Pick out every one of the lines below that contains the word "blue", and copy each one in full. Case counts.

— INPUT DATA —
**********

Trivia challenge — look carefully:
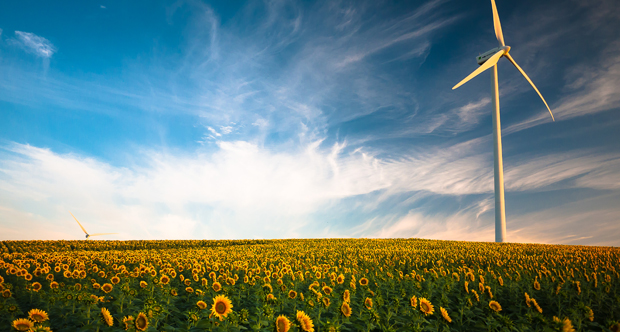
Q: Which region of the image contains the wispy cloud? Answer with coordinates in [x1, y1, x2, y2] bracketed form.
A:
[15, 31, 56, 59]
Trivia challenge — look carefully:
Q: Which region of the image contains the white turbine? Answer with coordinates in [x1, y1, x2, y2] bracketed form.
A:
[452, 0, 555, 242]
[69, 211, 118, 239]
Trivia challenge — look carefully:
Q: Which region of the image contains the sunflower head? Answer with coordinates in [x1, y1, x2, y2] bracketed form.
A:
[276, 315, 291, 332]
[32, 282, 42, 292]
[342, 289, 351, 303]
[101, 283, 114, 294]
[439, 307, 452, 323]
[420, 298, 435, 316]
[489, 301, 502, 312]
[135, 312, 149, 331]
[364, 297, 372, 310]
[211, 295, 233, 320]
[28, 309, 49, 323]
[101, 308, 114, 326]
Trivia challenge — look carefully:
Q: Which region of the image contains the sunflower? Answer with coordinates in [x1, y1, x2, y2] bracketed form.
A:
[101, 308, 114, 326]
[101, 283, 114, 294]
[28, 309, 49, 323]
[32, 282, 42, 292]
[135, 312, 149, 331]
[489, 301, 502, 312]
[420, 298, 435, 316]
[439, 307, 452, 323]
[297, 311, 314, 332]
[211, 295, 233, 320]
[364, 297, 372, 310]
[11, 318, 34, 331]
[276, 315, 291, 332]
[340, 302, 351, 317]
[159, 275, 170, 285]
[123, 316, 133, 330]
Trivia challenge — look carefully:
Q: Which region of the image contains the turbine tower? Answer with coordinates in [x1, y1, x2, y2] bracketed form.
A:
[452, 0, 555, 242]
[69, 211, 118, 240]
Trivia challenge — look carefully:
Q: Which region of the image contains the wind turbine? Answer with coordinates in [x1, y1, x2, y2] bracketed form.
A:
[452, 0, 555, 242]
[69, 211, 118, 239]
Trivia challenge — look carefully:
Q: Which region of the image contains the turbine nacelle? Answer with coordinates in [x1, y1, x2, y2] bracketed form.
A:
[69, 211, 118, 240]
[476, 46, 510, 66]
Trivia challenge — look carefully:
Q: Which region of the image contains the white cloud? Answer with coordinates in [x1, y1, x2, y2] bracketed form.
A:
[15, 31, 56, 59]
[0, 140, 620, 242]
[0, 142, 385, 238]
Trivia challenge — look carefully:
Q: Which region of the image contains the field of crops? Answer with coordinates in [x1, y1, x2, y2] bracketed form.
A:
[0, 239, 620, 332]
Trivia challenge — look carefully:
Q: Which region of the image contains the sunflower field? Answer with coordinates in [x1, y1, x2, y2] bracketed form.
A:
[0, 239, 620, 332]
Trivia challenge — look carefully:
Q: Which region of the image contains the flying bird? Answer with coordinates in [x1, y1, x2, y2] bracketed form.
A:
[452, 0, 555, 242]
[69, 211, 118, 239]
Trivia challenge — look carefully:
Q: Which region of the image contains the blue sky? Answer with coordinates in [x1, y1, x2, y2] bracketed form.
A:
[0, 0, 620, 246]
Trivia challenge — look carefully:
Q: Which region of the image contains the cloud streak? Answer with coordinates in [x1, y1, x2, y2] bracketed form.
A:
[15, 31, 56, 59]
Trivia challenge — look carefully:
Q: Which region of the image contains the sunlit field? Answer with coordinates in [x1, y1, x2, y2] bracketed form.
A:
[0, 239, 620, 332]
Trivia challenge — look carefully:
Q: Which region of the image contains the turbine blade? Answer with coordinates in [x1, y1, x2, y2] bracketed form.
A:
[491, 0, 506, 46]
[452, 50, 505, 90]
[506, 53, 555, 121]
[69, 211, 88, 235]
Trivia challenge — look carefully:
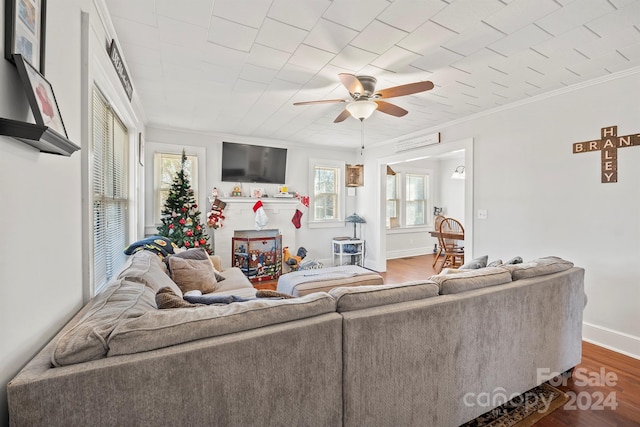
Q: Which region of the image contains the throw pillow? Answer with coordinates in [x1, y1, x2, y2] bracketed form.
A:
[256, 289, 295, 299]
[460, 255, 489, 270]
[504, 256, 522, 265]
[169, 256, 217, 294]
[156, 287, 197, 309]
[163, 248, 225, 282]
[124, 236, 177, 258]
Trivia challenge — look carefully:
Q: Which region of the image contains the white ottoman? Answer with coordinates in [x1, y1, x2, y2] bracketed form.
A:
[277, 265, 384, 297]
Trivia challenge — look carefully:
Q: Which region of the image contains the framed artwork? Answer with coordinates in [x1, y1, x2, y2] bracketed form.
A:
[4, 0, 47, 75]
[13, 55, 68, 138]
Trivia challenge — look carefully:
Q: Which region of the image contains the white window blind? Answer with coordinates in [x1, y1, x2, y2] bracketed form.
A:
[91, 88, 129, 292]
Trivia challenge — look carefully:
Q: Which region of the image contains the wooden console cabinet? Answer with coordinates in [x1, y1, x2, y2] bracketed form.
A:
[231, 230, 282, 282]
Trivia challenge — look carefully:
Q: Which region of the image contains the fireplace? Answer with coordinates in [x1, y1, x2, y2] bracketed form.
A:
[231, 230, 282, 282]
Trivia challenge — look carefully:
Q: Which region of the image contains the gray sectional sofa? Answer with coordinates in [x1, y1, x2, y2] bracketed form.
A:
[7, 251, 585, 426]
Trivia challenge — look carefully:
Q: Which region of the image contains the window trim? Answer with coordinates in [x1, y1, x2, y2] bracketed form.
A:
[306, 158, 346, 228]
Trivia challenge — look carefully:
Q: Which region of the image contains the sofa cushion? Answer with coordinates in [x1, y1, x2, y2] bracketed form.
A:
[162, 248, 225, 282]
[51, 280, 158, 366]
[429, 267, 511, 295]
[329, 280, 438, 313]
[169, 257, 217, 294]
[124, 236, 178, 257]
[117, 251, 182, 298]
[504, 256, 573, 280]
[460, 255, 489, 270]
[108, 293, 336, 356]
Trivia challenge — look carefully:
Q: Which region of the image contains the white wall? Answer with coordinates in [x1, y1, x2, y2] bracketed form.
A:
[145, 128, 360, 265]
[0, 0, 142, 425]
[359, 69, 640, 358]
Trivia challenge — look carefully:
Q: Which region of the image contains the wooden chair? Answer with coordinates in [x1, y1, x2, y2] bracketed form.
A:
[436, 218, 464, 273]
[431, 215, 445, 268]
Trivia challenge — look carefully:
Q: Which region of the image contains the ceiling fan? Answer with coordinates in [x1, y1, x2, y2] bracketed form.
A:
[293, 73, 433, 123]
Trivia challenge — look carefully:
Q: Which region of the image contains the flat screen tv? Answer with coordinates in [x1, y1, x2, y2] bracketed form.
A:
[222, 142, 287, 184]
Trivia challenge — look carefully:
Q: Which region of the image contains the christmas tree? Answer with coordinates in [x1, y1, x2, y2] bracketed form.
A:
[158, 150, 211, 254]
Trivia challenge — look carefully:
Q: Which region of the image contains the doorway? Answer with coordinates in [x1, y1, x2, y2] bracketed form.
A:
[371, 138, 473, 271]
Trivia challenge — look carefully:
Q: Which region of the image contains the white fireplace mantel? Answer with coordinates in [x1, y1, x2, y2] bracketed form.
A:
[210, 197, 299, 268]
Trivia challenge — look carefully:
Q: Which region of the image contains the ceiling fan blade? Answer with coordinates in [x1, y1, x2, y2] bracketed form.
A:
[333, 109, 351, 123]
[374, 81, 433, 98]
[293, 99, 347, 105]
[338, 73, 364, 94]
[373, 101, 408, 117]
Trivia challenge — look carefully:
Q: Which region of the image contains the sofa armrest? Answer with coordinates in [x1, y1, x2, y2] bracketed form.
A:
[209, 255, 222, 271]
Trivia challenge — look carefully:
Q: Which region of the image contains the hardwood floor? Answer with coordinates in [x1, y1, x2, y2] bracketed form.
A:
[264, 255, 640, 427]
[381, 255, 640, 427]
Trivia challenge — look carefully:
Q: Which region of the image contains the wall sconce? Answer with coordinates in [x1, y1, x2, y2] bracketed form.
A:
[451, 165, 465, 179]
[345, 165, 364, 187]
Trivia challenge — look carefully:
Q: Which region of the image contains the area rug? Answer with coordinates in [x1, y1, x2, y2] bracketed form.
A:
[460, 383, 569, 427]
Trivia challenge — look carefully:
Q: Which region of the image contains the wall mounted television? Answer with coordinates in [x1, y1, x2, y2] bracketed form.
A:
[222, 142, 287, 184]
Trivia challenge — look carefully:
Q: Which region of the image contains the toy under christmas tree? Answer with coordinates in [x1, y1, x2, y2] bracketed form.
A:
[158, 150, 211, 254]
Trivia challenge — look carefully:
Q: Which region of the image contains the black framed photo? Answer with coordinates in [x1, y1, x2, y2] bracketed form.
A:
[4, 0, 47, 75]
[13, 54, 68, 138]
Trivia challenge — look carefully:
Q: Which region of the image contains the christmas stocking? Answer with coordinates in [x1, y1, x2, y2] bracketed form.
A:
[291, 203, 307, 228]
[291, 209, 302, 228]
[253, 200, 269, 230]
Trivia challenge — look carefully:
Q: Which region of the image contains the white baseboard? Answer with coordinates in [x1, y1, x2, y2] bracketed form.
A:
[582, 322, 640, 359]
[387, 247, 433, 259]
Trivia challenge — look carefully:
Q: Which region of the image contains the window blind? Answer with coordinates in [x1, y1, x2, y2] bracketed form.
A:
[91, 88, 129, 292]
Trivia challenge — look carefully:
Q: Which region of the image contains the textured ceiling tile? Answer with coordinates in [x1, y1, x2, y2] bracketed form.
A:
[331, 46, 377, 73]
[442, 22, 505, 55]
[289, 44, 334, 71]
[268, 0, 331, 31]
[431, 0, 505, 33]
[207, 16, 258, 52]
[256, 19, 308, 53]
[484, 0, 561, 34]
[536, 0, 615, 36]
[378, 0, 447, 33]
[398, 21, 457, 54]
[351, 21, 407, 54]
[371, 46, 420, 72]
[324, 0, 389, 31]
[247, 43, 291, 70]
[489, 24, 553, 56]
[105, 0, 156, 27]
[304, 19, 358, 53]
[213, 0, 271, 28]
[155, 0, 213, 28]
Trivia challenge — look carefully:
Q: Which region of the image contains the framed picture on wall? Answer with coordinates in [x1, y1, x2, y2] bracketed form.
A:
[4, 0, 47, 75]
[13, 55, 68, 138]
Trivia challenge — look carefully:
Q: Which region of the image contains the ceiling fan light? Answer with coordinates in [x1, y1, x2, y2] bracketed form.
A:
[346, 100, 378, 120]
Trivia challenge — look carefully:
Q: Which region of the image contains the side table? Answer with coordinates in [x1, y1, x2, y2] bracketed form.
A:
[331, 237, 364, 267]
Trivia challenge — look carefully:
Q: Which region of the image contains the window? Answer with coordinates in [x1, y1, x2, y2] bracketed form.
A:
[405, 174, 428, 226]
[309, 159, 345, 228]
[313, 166, 340, 221]
[153, 153, 198, 224]
[386, 175, 400, 228]
[91, 88, 129, 291]
[386, 172, 430, 229]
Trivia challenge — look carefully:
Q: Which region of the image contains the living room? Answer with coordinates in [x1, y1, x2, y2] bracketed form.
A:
[0, 0, 640, 423]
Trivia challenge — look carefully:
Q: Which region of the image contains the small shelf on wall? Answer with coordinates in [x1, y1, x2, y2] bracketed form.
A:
[0, 118, 80, 157]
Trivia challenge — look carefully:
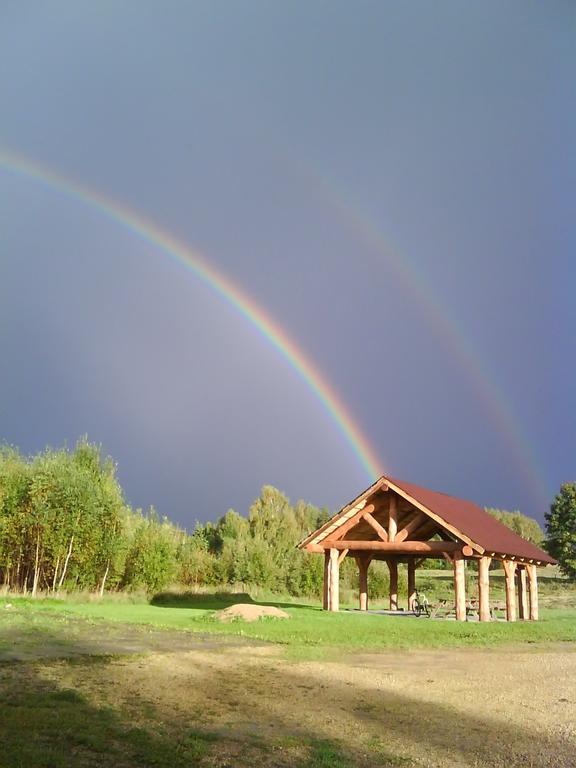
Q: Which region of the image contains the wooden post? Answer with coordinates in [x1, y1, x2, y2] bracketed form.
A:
[454, 553, 466, 621]
[322, 549, 330, 611]
[328, 549, 340, 611]
[516, 567, 528, 620]
[408, 557, 416, 611]
[478, 557, 492, 621]
[356, 557, 370, 611]
[387, 560, 398, 611]
[388, 493, 398, 542]
[502, 560, 517, 621]
[526, 565, 538, 621]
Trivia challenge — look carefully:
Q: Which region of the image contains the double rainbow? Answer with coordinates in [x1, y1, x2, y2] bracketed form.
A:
[0, 150, 384, 481]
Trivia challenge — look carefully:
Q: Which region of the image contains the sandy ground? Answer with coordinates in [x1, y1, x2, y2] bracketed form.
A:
[18, 642, 576, 768]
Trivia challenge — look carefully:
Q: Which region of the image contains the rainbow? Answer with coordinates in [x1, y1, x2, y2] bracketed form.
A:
[0, 150, 384, 481]
[306, 174, 551, 509]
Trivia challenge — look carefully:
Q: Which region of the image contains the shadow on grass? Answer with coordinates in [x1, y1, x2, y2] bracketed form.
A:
[0, 616, 576, 768]
[191, 648, 576, 768]
[0, 661, 217, 768]
[0, 659, 353, 768]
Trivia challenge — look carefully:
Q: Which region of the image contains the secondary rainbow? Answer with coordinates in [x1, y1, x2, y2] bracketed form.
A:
[0, 150, 384, 481]
[306, 174, 550, 509]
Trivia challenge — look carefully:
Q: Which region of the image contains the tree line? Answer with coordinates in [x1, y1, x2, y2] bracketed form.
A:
[0, 439, 576, 597]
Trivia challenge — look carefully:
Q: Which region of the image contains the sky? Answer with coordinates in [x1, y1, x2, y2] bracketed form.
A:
[0, 0, 576, 528]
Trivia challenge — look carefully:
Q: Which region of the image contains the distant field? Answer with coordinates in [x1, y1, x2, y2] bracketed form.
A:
[0, 587, 576, 768]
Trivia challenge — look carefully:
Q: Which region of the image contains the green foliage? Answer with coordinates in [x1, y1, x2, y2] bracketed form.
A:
[486, 507, 544, 546]
[546, 483, 576, 580]
[0, 439, 340, 597]
[122, 509, 178, 592]
[0, 440, 124, 594]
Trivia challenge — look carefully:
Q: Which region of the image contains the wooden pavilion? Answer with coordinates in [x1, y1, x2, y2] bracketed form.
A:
[298, 475, 556, 621]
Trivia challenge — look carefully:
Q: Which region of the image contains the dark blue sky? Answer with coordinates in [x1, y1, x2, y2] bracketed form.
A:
[0, 0, 576, 525]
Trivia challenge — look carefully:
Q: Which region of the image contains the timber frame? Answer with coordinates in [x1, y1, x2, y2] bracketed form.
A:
[298, 475, 556, 621]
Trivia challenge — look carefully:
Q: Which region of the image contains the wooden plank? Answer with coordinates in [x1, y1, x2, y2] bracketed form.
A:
[516, 568, 528, 621]
[454, 556, 466, 621]
[502, 560, 516, 621]
[362, 511, 388, 541]
[387, 560, 398, 611]
[478, 557, 492, 621]
[297, 476, 388, 549]
[526, 564, 538, 621]
[395, 511, 430, 541]
[321, 539, 462, 557]
[328, 549, 340, 611]
[388, 493, 398, 541]
[324, 504, 374, 541]
[386, 480, 484, 555]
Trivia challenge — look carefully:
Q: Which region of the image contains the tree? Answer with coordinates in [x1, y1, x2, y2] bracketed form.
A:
[546, 483, 576, 580]
[486, 507, 544, 546]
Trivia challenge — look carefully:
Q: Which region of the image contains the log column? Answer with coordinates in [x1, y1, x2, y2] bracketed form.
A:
[328, 549, 340, 611]
[478, 557, 492, 621]
[454, 552, 466, 621]
[502, 560, 517, 621]
[516, 566, 528, 620]
[356, 556, 371, 611]
[322, 549, 330, 611]
[526, 565, 538, 621]
[388, 493, 398, 541]
[387, 560, 398, 611]
[408, 557, 416, 611]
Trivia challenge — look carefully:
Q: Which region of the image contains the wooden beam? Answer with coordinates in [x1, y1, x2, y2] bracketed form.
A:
[298, 476, 388, 551]
[356, 556, 372, 611]
[454, 555, 466, 621]
[388, 493, 398, 541]
[387, 560, 398, 611]
[321, 539, 462, 557]
[387, 480, 484, 555]
[322, 549, 330, 611]
[502, 560, 516, 621]
[516, 568, 528, 621]
[328, 549, 340, 611]
[362, 512, 388, 541]
[526, 564, 538, 621]
[408, 557, 416, 611]
[395, 512, 430, 541]
[478, 557, 492, 621]
[324, 504, 374, 541]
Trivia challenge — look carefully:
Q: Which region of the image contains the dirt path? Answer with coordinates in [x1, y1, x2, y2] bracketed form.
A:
[24, 642, 576, 768]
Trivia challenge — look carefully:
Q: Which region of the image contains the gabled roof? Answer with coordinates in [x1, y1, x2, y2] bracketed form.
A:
[298, 475, 556, 564]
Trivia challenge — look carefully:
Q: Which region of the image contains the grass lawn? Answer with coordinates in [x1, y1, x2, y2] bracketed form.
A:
[0, 595, 576, 656]
[0, 588, 576, 768]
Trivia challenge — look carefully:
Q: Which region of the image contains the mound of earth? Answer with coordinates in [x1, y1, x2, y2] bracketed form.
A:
[214, 603, 290, 621]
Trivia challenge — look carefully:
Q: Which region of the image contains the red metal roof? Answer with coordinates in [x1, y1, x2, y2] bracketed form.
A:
[386, 476, 556, 564]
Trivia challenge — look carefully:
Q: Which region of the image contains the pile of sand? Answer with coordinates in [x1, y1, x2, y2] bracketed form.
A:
[214, 603, 290, 621]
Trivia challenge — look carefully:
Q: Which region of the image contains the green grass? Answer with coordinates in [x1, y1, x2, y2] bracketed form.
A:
[0, 673, 216, 768]
[0, 595, 576, 655]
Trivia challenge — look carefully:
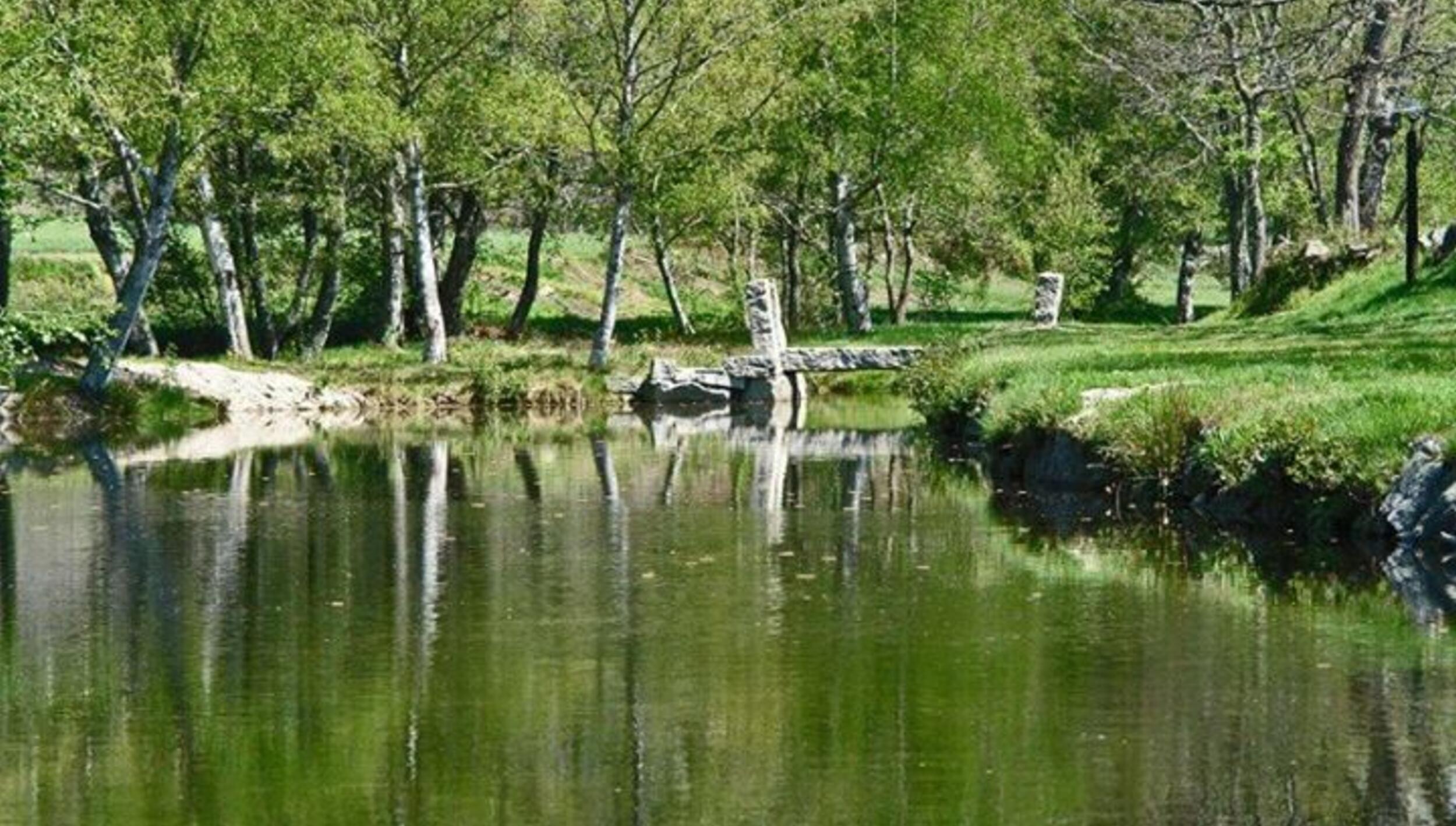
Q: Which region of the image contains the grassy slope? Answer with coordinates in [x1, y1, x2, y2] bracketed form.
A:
[907, 262, 1456, 497]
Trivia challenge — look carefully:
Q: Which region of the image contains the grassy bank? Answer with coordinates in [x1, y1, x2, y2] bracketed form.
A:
[902, 255, 1456, 501]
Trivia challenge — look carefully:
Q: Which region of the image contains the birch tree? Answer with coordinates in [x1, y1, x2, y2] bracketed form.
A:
[31, 0, 241, 398]
[340, 0, 513, 364]
[559, 0, 810, 370]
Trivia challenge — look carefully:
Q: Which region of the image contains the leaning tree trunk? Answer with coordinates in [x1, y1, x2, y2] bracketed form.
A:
[1178, 232, 1203, 323]
[224, 143, 282, 360]
[587, 181, 632, 370]
[1223, 172, 1249, 299]
[894, 200, 916, 325]
[440, 189, 485, 335]
[1335, 0, 1395, 232]
[875, 185, 904, 323]
[379, 163, 408, 350]
[1284, 92, 1330, 229]
[278, 204, 319, 350]
[197, 169, 253, 360]
[303, 203, 344, 358]
[80, 132, 182, 399]
[832, 172, 874, 334]
[77, 159, 162, 357]
[782, 217, 804, 332]
[405, 139, 446, 364]
[652, 216, 693, 335]
[1243, 104, 1270, 284]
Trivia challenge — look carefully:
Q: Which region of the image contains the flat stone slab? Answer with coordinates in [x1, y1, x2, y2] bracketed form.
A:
[724, 347, 923, 379]
[634, 358, 733, 407]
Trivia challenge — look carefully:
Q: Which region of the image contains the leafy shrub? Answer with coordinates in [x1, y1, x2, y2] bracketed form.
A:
[0, 310, 107, 382]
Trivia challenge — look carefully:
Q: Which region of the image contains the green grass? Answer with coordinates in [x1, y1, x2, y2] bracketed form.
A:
[904, 253, 1456, 497]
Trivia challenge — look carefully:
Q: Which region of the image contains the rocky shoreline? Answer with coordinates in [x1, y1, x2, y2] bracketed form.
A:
[932, 418, 1456, 623]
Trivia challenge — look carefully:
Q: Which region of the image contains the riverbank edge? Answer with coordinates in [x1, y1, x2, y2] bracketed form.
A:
[926, 412, 1456, 622]
[0, 352, 888, 450]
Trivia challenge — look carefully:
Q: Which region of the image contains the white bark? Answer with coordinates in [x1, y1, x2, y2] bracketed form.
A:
[80, 124, 182, 398]
[380, 163, 409, 348]
[405, 139, 446, 364]
[197, 169, 253, 360]
[833, 172, 874, 334]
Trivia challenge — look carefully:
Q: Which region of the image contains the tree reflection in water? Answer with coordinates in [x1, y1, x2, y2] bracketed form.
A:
[0, 422, 1456, 823]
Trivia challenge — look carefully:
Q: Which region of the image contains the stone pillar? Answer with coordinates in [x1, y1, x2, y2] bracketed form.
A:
[740, 278, 803, 405]
[1031, 273, 1066, 326]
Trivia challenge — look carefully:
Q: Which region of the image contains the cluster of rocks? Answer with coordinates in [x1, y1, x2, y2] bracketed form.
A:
[607, 280, 920, 407]
[1380, 437, 1456, 622]
[1299, 238, 1380, 267]
[1421, 221, 1456, 264]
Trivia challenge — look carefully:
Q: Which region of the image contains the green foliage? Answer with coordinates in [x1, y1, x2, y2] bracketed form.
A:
[902, 261, 1456, 498]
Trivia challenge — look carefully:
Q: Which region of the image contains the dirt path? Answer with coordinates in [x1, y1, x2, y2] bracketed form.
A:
[115, 358, 364, 416]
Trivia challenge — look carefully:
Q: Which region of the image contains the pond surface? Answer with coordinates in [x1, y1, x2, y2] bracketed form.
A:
[0, 411, 1456, 824]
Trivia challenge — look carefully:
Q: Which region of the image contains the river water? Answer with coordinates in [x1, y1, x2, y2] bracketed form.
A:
[0, 408, 1456, 824]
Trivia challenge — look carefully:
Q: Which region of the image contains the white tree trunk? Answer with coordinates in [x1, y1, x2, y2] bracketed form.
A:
[405, 139, 446, 364]
[587, 183, 632, 370]
[380, 165, 408, 350]
[1178, 232, 1203, 323]
[833, 172, 874, 334]
[197, 169, 253, 360]
[652, 216, 693, 335]
[80, 132, 182, 399]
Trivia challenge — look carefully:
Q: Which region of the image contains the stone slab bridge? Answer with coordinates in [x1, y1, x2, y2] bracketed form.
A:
[620, 278, 922, 407]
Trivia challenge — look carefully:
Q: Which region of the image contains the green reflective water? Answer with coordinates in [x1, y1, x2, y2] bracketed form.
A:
[0, 410, 1456, 824]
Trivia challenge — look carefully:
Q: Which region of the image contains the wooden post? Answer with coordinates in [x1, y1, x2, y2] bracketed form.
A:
[1405, 118, 1421, 284]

**********

— EXERCISE ANSWER —
Q: Which region of the image contains the blue sky? Answer with coordinates in [x1, y1, x2, y2] bracketed form.
Q: Which region of the image contains the dark blue sky? Answer with coordinates in [x1, y1, x2, y2] bracketed form.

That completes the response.